### Supplied passage
┌──

The Replacements review by Jackass Tom

Its Waterboy bad

All one would hope for in a movie like The Replacements is a couple unexpected laughs. Maybe a surprise or two would be nice, I mean after all you are shelling out $4.00 rental after tax. When you see the previews you can tell right away that it will be a movie about some rag-tag players who go from nobodies to somebodie in the span of 90 movie minutes. You can expect that in the last five minutes they will celebrate a most unlikely victory of David-vs-Goliath proportions. Along the way one or two laughs, maybe a few camera shots and a reason to cheer would do the trick. Sorry this isn’t your night if you are renting The Replacements.

The professional football season is in full swing, when all of a sudden the players go on strike. The pro players protest arrogantly “$5 million a year ain’t enough to pay my bills. I own a Ferrari.” So head coach McGinty (Gene Hackman) takes on the challenge of assembling troops of his choice. He salivates at the opportunity to give willing players a chance to compete and play as a team. So he throws together a group of underdog nobodies. The QB STEVE Falco (Keanu Reeves) has all the tools but can’t get over his Sugar Bowl disaster from years ago (and the script repeats this knowledge ad nauseum). The WR (Orlando Jones) is fast, but has butter fingers, just like every wide receiver in these types of movies. And of course if you need an offensive lineman, why not pick up a sumo wrestler or a Samoan? Sumo it is!

The team starts out as a group of dysfunctional individuals. The guys who were cons can’t stand the guys that were cops. The fat guys don’t like the other fat guys. Nobody likes the kicker. Eventually Falco emerges as their cardboard personality leader, and the team rallies. Differences are put aside and they find ways to win games, even if its an ugly win. The true challenge comes when one team’s players cross the picket line, and the lovable losers are tasked with playing the overwhelming favorites. You can no doubt predict the unlikely outcome.

└──

### Work instruction 1
Retype the part of the Replacements review starting with "Its Waterboy bad" and going on through "renting The Replacements.".
### Work instruction 2
In the Replacements review, which actor plays head coach McGinty?

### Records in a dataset

┌──

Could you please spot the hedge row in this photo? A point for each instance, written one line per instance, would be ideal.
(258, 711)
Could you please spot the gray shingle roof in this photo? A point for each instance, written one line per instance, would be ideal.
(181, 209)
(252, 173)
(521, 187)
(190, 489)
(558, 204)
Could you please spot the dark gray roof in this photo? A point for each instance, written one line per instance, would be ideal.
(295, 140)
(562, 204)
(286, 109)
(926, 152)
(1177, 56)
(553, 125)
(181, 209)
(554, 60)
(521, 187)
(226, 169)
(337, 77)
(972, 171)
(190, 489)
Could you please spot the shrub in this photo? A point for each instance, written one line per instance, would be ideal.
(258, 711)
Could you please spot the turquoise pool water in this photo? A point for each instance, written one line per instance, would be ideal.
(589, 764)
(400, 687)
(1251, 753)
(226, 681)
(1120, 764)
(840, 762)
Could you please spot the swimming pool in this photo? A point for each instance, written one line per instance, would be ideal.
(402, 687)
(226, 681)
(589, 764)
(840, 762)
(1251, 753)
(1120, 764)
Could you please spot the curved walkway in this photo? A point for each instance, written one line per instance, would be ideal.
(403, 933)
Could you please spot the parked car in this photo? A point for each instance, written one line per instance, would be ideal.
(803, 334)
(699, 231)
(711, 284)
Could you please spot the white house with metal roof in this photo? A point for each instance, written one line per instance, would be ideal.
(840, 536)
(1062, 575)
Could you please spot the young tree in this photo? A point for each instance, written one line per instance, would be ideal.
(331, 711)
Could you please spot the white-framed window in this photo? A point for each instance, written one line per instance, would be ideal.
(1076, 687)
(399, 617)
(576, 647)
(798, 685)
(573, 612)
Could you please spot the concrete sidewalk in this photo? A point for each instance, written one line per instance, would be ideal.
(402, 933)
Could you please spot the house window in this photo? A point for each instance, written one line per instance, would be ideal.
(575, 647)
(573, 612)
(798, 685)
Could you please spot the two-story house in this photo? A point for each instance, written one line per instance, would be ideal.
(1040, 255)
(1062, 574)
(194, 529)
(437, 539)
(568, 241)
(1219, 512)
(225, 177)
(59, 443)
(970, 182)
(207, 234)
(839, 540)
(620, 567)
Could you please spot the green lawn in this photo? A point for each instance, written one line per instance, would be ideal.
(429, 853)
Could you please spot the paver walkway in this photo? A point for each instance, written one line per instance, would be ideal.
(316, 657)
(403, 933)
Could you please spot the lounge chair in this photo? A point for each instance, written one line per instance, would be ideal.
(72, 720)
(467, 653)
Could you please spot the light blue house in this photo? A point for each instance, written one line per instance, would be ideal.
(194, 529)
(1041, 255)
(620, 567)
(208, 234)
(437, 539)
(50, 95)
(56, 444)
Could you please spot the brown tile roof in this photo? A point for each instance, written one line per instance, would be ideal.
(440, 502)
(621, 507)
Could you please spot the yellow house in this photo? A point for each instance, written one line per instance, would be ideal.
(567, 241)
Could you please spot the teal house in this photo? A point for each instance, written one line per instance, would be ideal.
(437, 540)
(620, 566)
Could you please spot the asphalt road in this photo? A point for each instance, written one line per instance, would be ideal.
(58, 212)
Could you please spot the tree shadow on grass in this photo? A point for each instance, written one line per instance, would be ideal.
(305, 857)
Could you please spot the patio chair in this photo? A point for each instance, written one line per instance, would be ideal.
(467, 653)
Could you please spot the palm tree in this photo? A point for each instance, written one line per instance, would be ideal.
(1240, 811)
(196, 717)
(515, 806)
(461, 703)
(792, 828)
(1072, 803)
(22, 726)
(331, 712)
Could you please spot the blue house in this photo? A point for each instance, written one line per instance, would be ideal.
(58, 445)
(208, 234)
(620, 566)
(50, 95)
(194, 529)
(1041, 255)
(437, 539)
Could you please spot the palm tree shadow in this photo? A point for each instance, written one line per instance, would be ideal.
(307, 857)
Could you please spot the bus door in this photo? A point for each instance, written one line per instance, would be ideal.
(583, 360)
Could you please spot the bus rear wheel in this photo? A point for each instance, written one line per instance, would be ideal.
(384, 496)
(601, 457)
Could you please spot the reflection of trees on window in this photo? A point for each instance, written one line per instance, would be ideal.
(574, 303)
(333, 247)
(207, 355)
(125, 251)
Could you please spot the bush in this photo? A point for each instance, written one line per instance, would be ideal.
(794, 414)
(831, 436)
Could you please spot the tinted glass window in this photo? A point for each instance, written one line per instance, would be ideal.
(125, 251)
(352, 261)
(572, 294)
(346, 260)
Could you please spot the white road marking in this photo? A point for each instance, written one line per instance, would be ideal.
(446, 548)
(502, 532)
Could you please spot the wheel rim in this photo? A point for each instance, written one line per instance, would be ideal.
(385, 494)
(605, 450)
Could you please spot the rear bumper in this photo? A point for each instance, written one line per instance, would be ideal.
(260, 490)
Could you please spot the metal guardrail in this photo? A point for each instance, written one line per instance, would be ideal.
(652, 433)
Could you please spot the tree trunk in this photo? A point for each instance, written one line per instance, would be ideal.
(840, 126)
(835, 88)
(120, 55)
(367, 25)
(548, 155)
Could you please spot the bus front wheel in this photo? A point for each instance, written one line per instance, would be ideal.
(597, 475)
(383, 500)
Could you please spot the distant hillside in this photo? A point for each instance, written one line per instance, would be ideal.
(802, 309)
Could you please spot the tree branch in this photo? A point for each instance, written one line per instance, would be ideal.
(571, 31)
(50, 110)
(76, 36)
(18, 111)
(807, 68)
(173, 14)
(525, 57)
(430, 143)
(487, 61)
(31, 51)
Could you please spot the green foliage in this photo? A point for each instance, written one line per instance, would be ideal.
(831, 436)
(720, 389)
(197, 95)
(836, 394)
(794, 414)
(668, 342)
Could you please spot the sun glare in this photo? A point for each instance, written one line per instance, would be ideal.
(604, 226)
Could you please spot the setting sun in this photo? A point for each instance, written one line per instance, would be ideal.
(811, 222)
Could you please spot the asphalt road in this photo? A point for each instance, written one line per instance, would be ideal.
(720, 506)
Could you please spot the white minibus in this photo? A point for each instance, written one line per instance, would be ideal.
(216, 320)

└──

### Task solution 1
Its Waterboy bad

All one would hope for in a movie like The Replacements is a couple unexpected laughs. Maybe a surprise or two would be nice, I mean after all you are shelling out $4.00 rental after tax. When you see the previews you can tell right away that it will be a movie about some rag-tag players who go from nobodies to somebodie in the span of 90 movie minutes. You can expect that in the last five minutes they will celebrate a most unlikely victory of David-vs-Goliath proportions. Along the way one or two laughs, maybe a few camera shots and a reason to cheer would do the trick. Sorry this isn’t your night if you are renting The Replacements.

### Task solution 2
Gene Hackman